**演習課題:**
[A] 教授の兼業報酬についての本文から答えてください。
(i) 山口大の教授の兼業申請では、7万5千円は何時間分の報酬とされていましたか?
(ii) 教授にバイト料を支払っているのはどこですか?
(iii) 某有名心臓外科医が1996年頃に受け取っていた、1回の心臓外科手術の病院からの報酬はいくらでしたか?
[B] 教授の兼業報酬についての本文を、最後の文の後から書き継いでください。

**本文:**

____

捻りは利いていますが、まとも批評はssd様の7.5万円出せば教授が飛んでくる実例を御参照下さい。出来るだけ簡略に説明しておけば、山口大の教授が7.75時間で7万5千円の兼業申請であったのが、実態は2時間で7万5千円であるから

    問題だ!
こういう風に批判されているものです。

何と言うか、何を批判しているのかポイントがわかりにくい記事なんですが、とりあえず教授は兼業の承認を正式に得ています。バイト料を支払うのはバイト先病院ですから、この状態でも5年ぐらいは文句も言わず支払っています。教授の仕事振りに応じて支払うのはバイト先の病院ですから、7.75時間働いてもらおうが2時間であろうが、それで価値があると認めれば問題ないはずです。

あくまでも推測ですが、もともとが2時間で7万5千円であり、バイト先の病院は公立病院ですから、手続き上、7.75時間働いた事にしていた可能性も十分あると思っています。教授側も手続きの整合として大学には7.75時間として手続きしているみたいな感じです。こういう事も不正とは言えますが、世の中ではままあることです。

2時間で7万5千円は確かに相場よりかなり高いですが、これも考えようで、現役の大学教授に普通の病院で気軽に診察してもらえるメリットの評価と言う事になります。こういう点に価値を見出す患者も少なくないですし、実際に診てもらわなくとも、そういう「大学のえらい教授」が外来にいるだけで病院のアピールにつながります。直接的にも間接的にも、そういう点を集患効果として高く評価すればあり得ない金額とは必ずしも言えません。

あくまでもたまたま知っている実例ですが、マスコミにも良く登場し、政府の事業仕分け人にも参加された某有名心臓外科医は、1996年頃ですが1回の心臓外科手術の病院からの報酬が約10万円で、それ以外に半年足らずでベンツの謝礼をもらっています。世の中にはそういう相場感覚もあると言う事です。某有名心臓外科医に対しては、それぐらいの報酬を支払ってもバイト先病院としては十分にメリットがあった事になります。

手続き上は若干の不手際はありますが、これだけで騒ぐのもチト妙なお話です。本来と言うか、記事に仕立てるなら

  1. もともと7.5時間勤務のはずであったのが、2時間に勝手に短縮され、なおかつ報酬は7.5時間分要求されて困っている
  2. 医局からの医師派遣の見返りに高額報酬を強要されていた
これぐらいの「悪事」はセットで欲しいところです。これなら高額報酬の裏にカラクリが存在し、不正な高額報酬との色彩が強く出ます。ところが支払い側のバイト先病院のコメントは、

中村事務長は「私はその時間でのお願いは知らなかった」。上領頼啓病院長は「自分の名前で依頼文書を出していることも知らない」と話した。

____

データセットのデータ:
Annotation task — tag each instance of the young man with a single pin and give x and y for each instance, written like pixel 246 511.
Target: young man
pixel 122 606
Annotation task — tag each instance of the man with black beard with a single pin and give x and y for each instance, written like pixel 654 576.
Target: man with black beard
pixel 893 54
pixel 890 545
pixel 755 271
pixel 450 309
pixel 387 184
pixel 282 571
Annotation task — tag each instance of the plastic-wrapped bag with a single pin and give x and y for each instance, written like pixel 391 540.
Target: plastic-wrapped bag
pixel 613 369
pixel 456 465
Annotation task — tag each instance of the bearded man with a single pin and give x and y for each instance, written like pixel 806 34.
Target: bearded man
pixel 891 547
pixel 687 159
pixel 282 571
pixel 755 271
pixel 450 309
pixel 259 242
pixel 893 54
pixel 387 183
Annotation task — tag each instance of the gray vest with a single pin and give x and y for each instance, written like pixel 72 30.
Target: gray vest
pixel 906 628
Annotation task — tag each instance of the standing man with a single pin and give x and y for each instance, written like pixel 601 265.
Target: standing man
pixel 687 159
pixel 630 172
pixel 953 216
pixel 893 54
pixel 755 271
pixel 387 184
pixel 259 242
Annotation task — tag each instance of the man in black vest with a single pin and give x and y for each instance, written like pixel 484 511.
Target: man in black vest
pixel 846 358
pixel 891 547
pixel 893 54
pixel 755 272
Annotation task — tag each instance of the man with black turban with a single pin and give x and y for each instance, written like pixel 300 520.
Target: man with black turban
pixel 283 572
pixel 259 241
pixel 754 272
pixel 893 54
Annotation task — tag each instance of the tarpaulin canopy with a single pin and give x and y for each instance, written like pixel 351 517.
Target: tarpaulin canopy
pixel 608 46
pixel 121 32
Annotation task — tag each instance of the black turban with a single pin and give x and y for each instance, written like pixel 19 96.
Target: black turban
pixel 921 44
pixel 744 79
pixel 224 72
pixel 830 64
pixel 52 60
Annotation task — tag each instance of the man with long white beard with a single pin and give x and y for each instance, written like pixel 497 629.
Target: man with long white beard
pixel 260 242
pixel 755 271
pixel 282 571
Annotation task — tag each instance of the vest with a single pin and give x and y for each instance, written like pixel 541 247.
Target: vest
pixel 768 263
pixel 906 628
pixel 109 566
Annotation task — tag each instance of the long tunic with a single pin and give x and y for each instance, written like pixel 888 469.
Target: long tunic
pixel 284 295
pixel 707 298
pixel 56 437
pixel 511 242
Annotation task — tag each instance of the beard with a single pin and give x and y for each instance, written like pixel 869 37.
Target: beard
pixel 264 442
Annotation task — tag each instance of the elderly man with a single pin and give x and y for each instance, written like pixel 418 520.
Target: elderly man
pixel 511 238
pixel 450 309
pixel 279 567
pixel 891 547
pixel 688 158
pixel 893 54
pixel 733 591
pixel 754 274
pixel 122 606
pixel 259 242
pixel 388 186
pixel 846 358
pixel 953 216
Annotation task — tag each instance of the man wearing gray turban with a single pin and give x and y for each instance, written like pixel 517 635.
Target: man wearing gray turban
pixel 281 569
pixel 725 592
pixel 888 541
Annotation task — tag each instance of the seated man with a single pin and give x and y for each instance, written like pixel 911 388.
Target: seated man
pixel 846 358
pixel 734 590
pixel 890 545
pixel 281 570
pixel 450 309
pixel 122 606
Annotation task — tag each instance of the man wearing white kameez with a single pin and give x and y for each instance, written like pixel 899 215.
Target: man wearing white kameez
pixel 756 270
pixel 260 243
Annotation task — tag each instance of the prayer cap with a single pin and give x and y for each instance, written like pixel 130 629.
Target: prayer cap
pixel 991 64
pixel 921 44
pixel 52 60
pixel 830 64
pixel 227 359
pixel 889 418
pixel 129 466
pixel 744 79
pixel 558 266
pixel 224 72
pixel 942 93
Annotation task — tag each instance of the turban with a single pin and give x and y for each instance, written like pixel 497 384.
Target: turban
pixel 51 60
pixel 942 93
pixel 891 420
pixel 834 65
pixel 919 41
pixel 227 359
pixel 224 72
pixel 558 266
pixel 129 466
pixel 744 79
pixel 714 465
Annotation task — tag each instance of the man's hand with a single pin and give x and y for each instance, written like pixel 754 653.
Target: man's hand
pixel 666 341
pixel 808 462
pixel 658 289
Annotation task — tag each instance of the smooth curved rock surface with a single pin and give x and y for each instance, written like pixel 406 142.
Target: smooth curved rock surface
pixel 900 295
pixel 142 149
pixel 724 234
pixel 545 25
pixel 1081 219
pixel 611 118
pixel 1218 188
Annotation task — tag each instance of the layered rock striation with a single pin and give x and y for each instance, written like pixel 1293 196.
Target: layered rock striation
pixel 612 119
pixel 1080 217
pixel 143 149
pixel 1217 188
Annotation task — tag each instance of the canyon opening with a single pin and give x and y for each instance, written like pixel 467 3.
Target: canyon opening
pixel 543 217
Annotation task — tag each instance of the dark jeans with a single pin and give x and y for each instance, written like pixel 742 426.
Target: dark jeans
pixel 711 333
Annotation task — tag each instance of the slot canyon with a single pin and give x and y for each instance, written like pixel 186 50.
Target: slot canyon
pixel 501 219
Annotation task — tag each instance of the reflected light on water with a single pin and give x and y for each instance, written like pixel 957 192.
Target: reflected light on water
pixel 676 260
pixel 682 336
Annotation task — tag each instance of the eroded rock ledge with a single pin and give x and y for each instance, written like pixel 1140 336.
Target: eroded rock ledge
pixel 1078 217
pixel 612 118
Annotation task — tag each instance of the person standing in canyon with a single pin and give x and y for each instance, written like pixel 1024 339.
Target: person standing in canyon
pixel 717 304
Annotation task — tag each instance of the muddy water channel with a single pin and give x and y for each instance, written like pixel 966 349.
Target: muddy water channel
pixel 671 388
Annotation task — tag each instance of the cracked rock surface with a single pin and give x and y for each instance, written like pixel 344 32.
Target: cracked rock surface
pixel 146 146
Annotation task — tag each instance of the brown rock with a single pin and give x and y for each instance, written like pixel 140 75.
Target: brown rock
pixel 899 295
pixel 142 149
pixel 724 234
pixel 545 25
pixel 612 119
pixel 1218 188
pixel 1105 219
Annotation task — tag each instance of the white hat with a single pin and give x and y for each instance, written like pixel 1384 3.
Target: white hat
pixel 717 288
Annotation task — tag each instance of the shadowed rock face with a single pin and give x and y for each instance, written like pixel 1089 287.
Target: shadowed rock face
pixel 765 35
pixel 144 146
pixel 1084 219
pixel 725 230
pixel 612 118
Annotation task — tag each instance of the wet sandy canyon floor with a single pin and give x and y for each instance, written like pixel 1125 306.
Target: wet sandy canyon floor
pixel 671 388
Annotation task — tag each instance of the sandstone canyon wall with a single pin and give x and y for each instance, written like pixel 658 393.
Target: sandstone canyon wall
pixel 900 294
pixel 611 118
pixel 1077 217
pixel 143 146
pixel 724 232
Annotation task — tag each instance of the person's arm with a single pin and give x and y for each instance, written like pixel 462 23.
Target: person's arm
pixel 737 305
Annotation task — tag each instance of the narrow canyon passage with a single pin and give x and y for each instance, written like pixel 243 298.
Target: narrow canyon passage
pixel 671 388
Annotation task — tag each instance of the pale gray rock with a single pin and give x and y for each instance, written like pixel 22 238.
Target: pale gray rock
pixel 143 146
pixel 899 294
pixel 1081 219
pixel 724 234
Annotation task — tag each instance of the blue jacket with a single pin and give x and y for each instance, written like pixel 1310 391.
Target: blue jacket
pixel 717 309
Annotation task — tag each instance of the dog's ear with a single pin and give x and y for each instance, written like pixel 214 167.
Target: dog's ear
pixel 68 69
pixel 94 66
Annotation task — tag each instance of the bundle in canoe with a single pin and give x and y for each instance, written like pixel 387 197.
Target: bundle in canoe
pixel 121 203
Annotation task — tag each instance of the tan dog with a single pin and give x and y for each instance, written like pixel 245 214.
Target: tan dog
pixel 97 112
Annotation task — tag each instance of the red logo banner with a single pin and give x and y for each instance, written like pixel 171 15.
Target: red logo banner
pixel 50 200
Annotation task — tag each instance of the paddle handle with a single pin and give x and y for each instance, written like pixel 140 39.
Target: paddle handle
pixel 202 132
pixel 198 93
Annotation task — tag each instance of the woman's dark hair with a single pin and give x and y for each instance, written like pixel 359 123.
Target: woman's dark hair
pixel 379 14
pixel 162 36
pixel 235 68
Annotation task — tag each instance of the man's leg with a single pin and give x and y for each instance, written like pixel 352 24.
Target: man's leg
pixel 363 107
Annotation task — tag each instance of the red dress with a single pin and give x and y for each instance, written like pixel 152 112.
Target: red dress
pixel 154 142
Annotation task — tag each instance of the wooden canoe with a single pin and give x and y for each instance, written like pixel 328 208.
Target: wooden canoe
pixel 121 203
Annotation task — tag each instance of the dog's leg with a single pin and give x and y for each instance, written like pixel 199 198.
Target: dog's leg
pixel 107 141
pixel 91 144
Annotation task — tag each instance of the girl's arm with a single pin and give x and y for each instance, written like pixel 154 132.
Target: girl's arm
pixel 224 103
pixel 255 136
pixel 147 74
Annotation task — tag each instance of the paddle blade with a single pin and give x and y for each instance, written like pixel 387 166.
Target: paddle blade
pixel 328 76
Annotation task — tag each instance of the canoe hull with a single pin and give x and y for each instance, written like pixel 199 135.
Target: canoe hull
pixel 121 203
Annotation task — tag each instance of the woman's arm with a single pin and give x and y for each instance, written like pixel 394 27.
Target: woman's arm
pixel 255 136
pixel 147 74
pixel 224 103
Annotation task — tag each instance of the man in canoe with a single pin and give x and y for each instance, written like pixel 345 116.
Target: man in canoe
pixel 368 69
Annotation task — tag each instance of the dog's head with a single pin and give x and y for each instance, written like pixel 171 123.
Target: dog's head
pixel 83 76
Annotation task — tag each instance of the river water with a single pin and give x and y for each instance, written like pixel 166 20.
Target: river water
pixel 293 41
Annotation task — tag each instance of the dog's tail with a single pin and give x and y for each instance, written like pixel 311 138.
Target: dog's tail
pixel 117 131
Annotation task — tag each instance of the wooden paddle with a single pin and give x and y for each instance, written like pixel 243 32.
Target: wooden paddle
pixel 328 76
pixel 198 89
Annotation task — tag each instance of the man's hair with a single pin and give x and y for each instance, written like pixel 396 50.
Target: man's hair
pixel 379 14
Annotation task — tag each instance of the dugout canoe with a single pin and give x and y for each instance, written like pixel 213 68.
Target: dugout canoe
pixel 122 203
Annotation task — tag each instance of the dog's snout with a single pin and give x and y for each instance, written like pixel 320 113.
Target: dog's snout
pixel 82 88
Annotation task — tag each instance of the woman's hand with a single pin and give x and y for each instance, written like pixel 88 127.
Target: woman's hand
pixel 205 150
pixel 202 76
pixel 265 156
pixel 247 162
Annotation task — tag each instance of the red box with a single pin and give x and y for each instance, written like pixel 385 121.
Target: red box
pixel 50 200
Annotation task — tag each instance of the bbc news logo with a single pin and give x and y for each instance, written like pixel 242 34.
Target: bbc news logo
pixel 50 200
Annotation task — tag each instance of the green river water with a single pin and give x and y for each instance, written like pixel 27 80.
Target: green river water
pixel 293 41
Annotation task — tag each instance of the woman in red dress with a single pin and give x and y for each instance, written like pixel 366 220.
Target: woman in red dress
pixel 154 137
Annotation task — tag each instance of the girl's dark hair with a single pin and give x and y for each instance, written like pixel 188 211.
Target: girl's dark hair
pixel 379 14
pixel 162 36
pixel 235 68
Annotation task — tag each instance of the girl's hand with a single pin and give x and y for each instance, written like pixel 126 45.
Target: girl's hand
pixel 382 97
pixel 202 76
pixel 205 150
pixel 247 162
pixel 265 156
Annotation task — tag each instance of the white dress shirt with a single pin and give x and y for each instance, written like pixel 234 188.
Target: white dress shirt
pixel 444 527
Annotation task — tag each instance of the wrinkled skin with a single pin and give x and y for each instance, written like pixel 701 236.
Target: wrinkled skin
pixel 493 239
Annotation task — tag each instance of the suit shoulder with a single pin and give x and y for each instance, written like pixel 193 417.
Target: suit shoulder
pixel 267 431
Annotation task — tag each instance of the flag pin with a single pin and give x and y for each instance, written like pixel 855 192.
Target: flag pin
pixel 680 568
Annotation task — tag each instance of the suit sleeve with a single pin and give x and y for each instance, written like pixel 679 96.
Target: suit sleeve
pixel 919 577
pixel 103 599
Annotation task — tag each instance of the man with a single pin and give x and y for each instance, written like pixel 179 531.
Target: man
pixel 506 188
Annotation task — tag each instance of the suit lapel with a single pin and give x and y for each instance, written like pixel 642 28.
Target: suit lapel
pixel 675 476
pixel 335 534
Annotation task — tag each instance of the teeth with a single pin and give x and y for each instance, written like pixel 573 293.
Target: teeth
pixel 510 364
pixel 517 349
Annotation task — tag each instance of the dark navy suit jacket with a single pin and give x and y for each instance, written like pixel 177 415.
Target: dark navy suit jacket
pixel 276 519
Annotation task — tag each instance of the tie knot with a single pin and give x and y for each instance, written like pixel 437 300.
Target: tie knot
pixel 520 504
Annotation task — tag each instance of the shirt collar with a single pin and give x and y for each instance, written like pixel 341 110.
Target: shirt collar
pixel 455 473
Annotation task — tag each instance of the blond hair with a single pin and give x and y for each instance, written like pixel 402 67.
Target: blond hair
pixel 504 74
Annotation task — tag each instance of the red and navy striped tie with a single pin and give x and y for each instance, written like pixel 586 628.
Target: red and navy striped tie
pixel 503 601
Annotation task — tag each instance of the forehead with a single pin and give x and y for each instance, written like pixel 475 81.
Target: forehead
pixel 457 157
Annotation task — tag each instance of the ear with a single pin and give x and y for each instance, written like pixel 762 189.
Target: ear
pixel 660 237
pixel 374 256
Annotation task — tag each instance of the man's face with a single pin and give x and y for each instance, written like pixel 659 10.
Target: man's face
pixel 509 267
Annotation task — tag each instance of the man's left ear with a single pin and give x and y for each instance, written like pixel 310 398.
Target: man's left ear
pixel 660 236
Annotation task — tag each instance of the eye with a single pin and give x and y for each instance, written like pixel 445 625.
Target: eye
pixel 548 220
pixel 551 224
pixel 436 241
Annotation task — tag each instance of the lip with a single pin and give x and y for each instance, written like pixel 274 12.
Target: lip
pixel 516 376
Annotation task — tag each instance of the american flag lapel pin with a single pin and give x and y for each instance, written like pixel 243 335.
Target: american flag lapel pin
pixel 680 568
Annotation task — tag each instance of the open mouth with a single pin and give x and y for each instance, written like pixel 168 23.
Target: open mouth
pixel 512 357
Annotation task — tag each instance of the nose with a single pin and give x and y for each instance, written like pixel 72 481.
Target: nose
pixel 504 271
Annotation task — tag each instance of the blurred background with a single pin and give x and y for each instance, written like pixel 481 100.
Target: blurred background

____

**演習の解答:**
[A]
(i) 7.75時間
(ii) バイト先の病院
(iii) 約10万円

[B]
額面通りに受け取れば、何の事やらミカンやらのコメントを残しています。これもまた額面通りに受け取れば、教授が2時間で7万5千円の報酬である事に何の不満どころか、気にさえしていなかった事を示しています。



さてなんですが、推理遊戯です。記事のリンク先を確認して欲しいのですが、金銭的な事実関係が妙に詳しい事がわかります。はっきり言って記事にはそれしか書いてありません。この金銭的な情報ですが、通常はそう簡単には判るものではありません。つまり誰かが中国新聞にタレこんだ可能性が濃厚と考えられます。ですから情報としてはその点だけは妙に詳しいと言う事です。

仮に教授の何かに不正を感じ記者が掘り起こしたものであるなら、この程度の情報はまだ記事にする段階のものではなく、本丸の不正が明らかになった段階で、ついでに叩く材料程度であるからです。これだけの情報で記事に書きたてると言う事は、情報がこれだけしかなく、これだけで後は高度の創作性で疑惑を大きくする様に依頼されていた可能性を考えます。

そうなると記事の読み方としては、誰が何のためにこの情報を中国新聞にタレこみ、この教授を貶めようとしたかになります。利害関係者として思い浮かぶのは、情報源との関係も考慮に入れると、

  • バイト先病院
  • 産婦人科医局
  • その他大学関係者
この辺りに絞り込まれる事になります。

このうちバイト先病院は、産婦人科医の派遣を受ける立場であり、わざわざ教授との関係に波風を立てる必然性が少々低い事になります。内部的に7万5千円が問題になりかけていた可能性も考えられますが、今後の関係を考えると、こんなに表立って事を構えるのはデメリットが大きいと考えられます。もう少し穏便に事を進めるだろうと言う事です。

産婦人科医局となると教授の追い落とし、誰かが後釜に座る陰謀論が思いつきやすいのですが、問題は教授の年齢でまだ49歳です。ここは49歳だから年齢的に教授にもうなれない「とある人物」の陰謀も考えられなくはありませんが、それほどの遺恨を残す教授選でも行なわれたのでしょうか。私も医局の事情はお世辞にも詳しくありませんが、一般的に教授選がいかに激烈であっても、任期中に追い落としまで行なわれるのはドラマの中の話だけのように思います。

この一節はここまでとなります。